*PROVIDED MATERIAL*
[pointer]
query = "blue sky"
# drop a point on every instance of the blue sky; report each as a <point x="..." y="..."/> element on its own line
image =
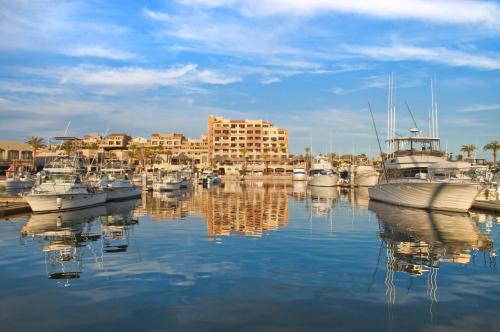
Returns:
<point x="310" y="66"/>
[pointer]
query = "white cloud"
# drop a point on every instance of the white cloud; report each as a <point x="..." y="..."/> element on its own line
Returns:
<point x="399" y="52"/>
<point x="480" y="108"/>
<point x="99" y="52"/>
<point x="484" y="13"/>
<point x="271" y="80"/>
<point x="143" y="77"/>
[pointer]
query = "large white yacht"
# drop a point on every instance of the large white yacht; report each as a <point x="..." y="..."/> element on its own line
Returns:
<point x="322" y="173"/>
<point x="417" y="176"/>
<point x="60" y="188"/>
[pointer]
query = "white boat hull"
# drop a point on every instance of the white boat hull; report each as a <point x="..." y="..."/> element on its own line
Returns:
<point x="299" y="177"/>
<point x="366" y="179"/>
<point x="9" y="184"/>
<point x="166" y="186"/>
<point x="64" y="202"/>
<point x="324" y="180"/>
<point x="427" y="195"/>
<point x="119" y="193"/>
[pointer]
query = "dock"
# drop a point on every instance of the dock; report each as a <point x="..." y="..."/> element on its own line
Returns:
<point x="13" y="205"/>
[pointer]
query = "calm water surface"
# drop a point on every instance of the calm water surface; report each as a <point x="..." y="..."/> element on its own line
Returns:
<point x="254" y="257"/>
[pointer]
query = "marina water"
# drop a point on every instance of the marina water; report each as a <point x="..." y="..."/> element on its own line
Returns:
<point x="250" y="257"/>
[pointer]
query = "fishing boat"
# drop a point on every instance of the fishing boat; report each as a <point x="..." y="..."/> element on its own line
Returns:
<point x="60" y="188"/>
<point x="16" y="178"/>
<point x="417" y="176"/>
<point x="167" y="181"/>
<point x="115" y="182"/>
<point x="322" y="173"/>
<point x="299" y="174"/>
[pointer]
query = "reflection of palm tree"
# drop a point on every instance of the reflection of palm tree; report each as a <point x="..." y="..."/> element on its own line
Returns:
<point x="468" y="149"/>
<point x="36" y="144"/>
<point x="244" y="152"/>
<point x="494" y="146"/>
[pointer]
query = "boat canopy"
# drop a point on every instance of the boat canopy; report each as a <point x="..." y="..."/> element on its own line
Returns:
<point x="448" y="165"/>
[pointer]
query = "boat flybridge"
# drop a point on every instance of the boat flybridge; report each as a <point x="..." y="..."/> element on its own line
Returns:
<point x="322" y="173"/>
<point x="114" y="180"/>
<point x="59" y="187"/>
<point x="416" y="174"/>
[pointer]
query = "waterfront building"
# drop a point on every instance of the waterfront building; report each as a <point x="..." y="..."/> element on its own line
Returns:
<point x="245" y="139"/>
<point x="91" y="139"/>
<point x="15" y="151"/>
<point x="115" y="142"/>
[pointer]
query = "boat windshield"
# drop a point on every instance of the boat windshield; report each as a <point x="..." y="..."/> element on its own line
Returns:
<point x="320" y="172"/>
<point x="60" y="178"/>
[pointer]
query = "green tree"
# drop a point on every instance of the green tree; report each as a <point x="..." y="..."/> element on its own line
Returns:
<point x="36" y="144"/>
<point x="468" y="149"/>
<point x="494" y="146"/>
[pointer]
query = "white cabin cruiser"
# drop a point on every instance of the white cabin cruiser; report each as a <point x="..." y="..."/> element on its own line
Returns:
<point x="60" y="188"/>
<point x="299" y="174"/>
<point x="16" y="178"/>
<point x="167" y="182"/>
<point x="115" y="182"/>
<point x="322" y="173"/>
<point x="416" y="176"/>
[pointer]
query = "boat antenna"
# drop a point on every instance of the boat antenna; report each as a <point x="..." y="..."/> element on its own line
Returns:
<point x="378" y="140"/>
<point x="412" y="117"/>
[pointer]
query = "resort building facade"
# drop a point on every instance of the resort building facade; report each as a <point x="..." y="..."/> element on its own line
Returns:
<point x="254" y="140"/>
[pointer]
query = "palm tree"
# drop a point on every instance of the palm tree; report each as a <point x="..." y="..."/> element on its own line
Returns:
<point x="307" y="150"/>
<point x="36" y="144"/>
<point x="68" y="147"/>
<point x="468" y="149"/>
<point x="494" y="146"/>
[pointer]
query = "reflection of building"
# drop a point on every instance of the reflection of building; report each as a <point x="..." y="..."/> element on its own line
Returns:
<point x="323" y="199"/>
<point x="234" y="209"/>
<point x="247" y="211"/>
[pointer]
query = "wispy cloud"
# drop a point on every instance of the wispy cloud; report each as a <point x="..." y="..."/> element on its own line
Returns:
<point x="99" y="52"/>
<point x="441" y="55"/>
<point x="484" y="13"/>
<point x="143" y="77"/>
<point x="480" y="108"/>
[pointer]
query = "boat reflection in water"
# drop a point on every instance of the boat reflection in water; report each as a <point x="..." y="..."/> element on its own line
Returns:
<point x="299" y="190"/>
<point x="234" y="209"/>
<point x="418" y="242"/>
<point x="66" y="236"/>
<point x="117" y="224"/>
<point x="359" y="198"/>
<point x="63" y="236"/>
<point x="323" y="199"/>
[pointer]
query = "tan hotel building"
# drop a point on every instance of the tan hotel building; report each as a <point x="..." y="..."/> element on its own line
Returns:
<point x="254" y="139"/>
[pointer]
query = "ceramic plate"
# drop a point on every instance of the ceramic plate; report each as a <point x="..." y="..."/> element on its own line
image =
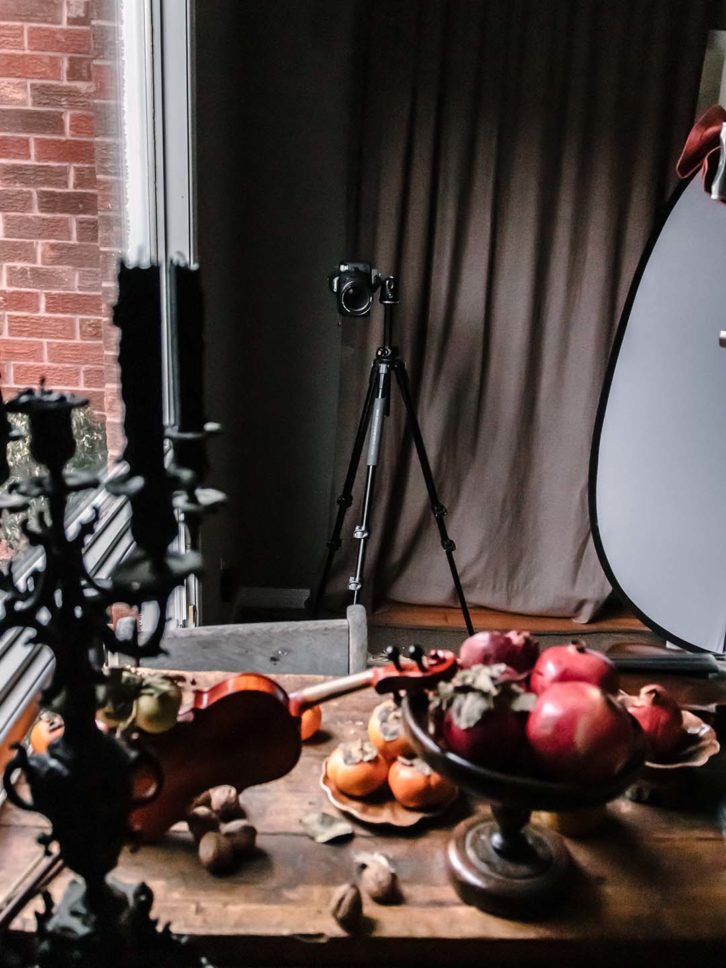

*WORK TO COMPLETE*
Pull out every line above that contains the string "blue", and reproduce each one in full.

*RESPONSE TO THIS EXERCISE*
query = "blue sky"
# drop a point on every instance of the blue sky; report each as a <point x="..." y="..."/> element on its own line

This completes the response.